* Objective *
Rewrite the records below, changing "Confirm or deny" to "Verify or reject" wherever it appears and keeping everything else the same. Omit the pictures from your version.

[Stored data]

════════════════

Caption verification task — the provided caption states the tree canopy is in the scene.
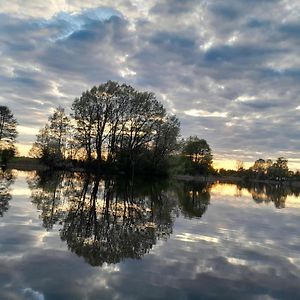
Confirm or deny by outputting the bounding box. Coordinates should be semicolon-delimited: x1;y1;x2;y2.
182;136;213;175
31;81;180;172
0;105;18;163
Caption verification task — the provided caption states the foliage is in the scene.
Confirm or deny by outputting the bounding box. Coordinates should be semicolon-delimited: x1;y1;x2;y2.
0;106;18;164
30;107;71;165
72;81;180;173
182;136;213;175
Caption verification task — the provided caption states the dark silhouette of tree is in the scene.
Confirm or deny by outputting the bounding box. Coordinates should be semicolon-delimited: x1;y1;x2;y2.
0;105;18;165
30;107;71;165
72;81;180;175
182;136;213;175
239;182;300;208
177;182;211;218
28;173;175;265
0;169;16;217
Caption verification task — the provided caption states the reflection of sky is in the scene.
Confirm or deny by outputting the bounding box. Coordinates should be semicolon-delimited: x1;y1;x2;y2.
0;173;300;300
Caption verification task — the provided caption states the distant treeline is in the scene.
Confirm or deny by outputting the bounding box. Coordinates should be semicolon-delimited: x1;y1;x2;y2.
218;157;300;181
0;81;296;179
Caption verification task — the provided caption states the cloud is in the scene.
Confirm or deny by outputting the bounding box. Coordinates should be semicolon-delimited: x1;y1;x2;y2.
0;0;300;165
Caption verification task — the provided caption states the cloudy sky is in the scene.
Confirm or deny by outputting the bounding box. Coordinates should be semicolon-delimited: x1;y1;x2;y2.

════════════════

* Solved problem *
Caption verification task — the provided caption states the tree canopy is in the scene.
Verify or reject by outputting the bounding box. Coordinates should be semicolon-delimited: x1;y1;x2;y2.
182;136;213;175
31;81;180;172
0;105;18;163
Caption verification task — the provided caption states the foliage is in the scene.
Verify or reject by outputting the bounding box. Coordinates should be semicolon-delimited: x1;y1;x2;y2.
0;106;18;164
30;107;71;165
72;81;180;173
182;136;213;175
Caption verification task — the provided caption states the dark silhouette of tree is in the scene.
Verify or reject by outputting the bounding box. Coordinates should be semicolon-delimited: x1;y1;x2;y2.
0;105;18;165
30;107;71;165
72;81;180;175
182;136;213;175
239;182;300;208
177;182;211;218
28;173;175;265
0;169;16;217
Caption verification task — the provided caption states the reflection of sky is in the scene.
Verify or reject by outputting the bounding box. Coordinates should be semicolon-delimited: x1;y1;x2;y2.
0;173;300;300
Caption verification task — the provided caption states the distant treeline is in the scene.
Verify or reject by outputting the bounding box. Coordinates should be semicolon-delimited: x1;y1;x2;y2.
218;157;300;181
0;81;296;179
Caption verification task — the provided caption states the cloud is in the scene.
Verify or reject by outputting the bounding box. Coordinates should be semicolon-delimited: x1;y1;x2;y2.
0;0;300;165
Caption verification task — the provided caption states the cloudy sky is in the scene.
Verify or reject by outputting the bounding box. Coordinates should be semicolon-delimited: x1;y1;x2;y2.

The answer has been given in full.